(Beginning of Data shown)
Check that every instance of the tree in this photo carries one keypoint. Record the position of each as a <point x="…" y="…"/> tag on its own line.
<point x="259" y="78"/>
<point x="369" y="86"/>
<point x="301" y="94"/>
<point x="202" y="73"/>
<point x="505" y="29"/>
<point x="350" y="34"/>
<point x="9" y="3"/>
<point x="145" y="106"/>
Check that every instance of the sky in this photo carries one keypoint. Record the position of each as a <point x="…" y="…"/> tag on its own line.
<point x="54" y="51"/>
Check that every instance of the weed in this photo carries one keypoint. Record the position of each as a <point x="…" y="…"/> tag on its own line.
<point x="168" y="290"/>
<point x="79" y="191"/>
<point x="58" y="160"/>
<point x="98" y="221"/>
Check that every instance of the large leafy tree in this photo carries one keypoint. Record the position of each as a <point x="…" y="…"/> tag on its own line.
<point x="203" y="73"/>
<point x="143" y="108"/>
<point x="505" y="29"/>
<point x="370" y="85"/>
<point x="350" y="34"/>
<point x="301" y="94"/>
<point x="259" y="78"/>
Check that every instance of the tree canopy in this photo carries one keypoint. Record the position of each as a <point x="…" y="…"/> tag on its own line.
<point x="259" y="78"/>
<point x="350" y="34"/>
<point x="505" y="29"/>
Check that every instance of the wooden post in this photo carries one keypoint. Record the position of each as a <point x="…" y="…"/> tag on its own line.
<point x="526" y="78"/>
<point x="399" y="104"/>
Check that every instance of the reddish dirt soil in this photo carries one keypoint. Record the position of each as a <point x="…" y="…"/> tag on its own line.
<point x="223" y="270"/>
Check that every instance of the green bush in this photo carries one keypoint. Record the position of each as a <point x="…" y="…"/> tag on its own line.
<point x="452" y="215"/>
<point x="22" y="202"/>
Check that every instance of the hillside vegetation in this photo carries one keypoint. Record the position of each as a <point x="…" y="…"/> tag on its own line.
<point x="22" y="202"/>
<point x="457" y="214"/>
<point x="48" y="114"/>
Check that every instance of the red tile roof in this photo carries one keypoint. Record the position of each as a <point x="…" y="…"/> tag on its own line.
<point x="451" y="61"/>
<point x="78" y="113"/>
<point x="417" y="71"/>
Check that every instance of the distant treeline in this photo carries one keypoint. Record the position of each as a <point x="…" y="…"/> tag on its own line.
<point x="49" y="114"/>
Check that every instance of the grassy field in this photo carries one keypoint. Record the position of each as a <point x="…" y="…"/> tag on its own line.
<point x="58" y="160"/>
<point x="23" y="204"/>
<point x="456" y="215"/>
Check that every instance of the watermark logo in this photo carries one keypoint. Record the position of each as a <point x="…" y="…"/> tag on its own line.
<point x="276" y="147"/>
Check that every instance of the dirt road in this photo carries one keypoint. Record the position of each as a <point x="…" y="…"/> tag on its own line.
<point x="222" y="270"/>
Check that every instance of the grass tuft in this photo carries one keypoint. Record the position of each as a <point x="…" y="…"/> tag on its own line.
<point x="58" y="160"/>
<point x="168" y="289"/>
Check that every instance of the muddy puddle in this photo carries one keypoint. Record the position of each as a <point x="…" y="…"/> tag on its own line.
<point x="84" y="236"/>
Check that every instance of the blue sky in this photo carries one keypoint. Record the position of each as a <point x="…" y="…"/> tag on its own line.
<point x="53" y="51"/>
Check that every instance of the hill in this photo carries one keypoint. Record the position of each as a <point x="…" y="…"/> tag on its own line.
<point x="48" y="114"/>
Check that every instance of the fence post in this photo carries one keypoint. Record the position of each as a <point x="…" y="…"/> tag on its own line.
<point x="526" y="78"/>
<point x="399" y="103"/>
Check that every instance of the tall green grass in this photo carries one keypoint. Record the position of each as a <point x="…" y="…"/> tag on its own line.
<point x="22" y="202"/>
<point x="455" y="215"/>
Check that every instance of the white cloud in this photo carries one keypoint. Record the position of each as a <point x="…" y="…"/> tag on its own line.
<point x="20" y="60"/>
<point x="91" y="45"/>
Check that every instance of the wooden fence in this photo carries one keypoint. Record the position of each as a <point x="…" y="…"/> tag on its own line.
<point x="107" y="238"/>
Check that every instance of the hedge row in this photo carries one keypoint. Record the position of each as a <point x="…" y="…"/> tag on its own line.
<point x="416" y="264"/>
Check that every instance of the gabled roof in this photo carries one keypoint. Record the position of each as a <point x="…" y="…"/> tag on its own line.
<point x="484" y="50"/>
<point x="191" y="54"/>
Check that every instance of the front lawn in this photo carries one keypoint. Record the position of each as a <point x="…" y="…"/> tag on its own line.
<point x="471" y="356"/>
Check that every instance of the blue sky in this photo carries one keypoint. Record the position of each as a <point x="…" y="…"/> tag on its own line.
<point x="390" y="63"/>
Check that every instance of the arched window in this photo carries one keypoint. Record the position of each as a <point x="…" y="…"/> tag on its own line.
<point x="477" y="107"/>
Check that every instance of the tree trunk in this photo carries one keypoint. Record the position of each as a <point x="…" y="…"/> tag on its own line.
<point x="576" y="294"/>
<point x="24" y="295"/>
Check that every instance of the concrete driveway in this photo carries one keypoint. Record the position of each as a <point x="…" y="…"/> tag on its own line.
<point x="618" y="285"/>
(End of Data shown)
(Beginning of Data shown)
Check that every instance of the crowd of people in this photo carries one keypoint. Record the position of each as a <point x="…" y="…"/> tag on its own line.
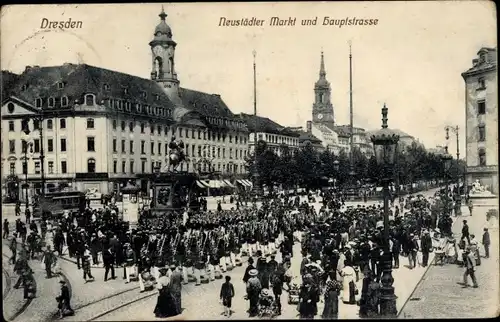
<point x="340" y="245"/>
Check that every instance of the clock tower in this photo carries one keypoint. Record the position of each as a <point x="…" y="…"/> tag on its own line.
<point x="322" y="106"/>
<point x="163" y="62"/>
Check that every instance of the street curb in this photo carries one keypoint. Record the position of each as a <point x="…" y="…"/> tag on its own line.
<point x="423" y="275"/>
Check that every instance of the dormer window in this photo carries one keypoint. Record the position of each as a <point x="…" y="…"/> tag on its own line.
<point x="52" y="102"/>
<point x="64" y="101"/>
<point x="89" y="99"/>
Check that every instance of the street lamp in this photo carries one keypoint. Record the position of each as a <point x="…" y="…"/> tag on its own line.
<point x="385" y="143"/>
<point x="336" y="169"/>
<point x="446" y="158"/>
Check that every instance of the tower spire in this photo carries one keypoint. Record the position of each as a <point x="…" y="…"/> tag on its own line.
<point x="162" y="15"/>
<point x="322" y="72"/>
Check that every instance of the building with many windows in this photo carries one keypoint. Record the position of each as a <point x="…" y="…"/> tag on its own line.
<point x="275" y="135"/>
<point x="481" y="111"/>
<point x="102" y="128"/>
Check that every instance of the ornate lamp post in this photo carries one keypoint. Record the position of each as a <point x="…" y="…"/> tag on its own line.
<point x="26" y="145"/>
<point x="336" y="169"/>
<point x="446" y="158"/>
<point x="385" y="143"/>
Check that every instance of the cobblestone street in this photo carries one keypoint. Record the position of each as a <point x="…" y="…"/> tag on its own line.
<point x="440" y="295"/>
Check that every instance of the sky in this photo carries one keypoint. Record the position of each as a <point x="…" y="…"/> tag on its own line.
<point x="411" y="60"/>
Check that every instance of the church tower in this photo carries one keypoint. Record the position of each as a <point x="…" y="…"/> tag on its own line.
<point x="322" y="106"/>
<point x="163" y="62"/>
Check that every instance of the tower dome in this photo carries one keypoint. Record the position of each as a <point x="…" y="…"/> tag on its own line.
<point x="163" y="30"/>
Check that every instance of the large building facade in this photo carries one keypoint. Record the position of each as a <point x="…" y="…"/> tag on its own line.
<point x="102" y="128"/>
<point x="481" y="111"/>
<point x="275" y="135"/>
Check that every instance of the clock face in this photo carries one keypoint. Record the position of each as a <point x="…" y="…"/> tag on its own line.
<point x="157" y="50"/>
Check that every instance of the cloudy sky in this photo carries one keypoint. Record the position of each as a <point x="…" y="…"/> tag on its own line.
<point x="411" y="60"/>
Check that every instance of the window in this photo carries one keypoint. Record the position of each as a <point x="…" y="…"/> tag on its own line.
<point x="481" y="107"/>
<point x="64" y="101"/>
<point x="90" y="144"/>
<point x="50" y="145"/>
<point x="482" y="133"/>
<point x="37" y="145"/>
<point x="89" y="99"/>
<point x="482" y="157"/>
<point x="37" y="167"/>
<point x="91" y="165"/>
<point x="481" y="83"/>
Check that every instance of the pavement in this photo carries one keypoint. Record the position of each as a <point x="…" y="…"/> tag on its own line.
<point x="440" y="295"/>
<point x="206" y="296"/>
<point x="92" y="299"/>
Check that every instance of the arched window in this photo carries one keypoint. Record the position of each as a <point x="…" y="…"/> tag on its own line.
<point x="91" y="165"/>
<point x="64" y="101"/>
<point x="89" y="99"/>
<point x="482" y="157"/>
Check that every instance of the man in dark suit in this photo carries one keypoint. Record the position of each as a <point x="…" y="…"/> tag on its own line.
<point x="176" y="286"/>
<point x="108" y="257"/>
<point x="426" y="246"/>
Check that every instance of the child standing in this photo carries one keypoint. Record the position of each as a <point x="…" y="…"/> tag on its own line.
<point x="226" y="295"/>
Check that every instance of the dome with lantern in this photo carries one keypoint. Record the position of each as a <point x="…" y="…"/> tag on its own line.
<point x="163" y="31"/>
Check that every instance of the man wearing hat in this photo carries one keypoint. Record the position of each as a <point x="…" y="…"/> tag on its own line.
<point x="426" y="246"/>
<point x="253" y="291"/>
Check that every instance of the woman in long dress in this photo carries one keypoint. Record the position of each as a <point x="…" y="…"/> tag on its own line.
(End of Data shown)
[Try it]: The entries above hold the needed span. Transcribe exactly the lines from the one with "Check that every instance of the man wearing" to the one with "Check that every instance of the woman", both included.

[Finished task]:
Check that every instance of the man wearing hat in this photo carries one keypoint. Record the position of each as a <point x="…" y="…"/> tag on its own line.
<point x="426" y="246"/>
<point x="253" y="291"/>
Check that every instance of the woman in long dress in this photo carries one keypoint. Record the position of each as a <point x="…" y="…"/> tag on its own line.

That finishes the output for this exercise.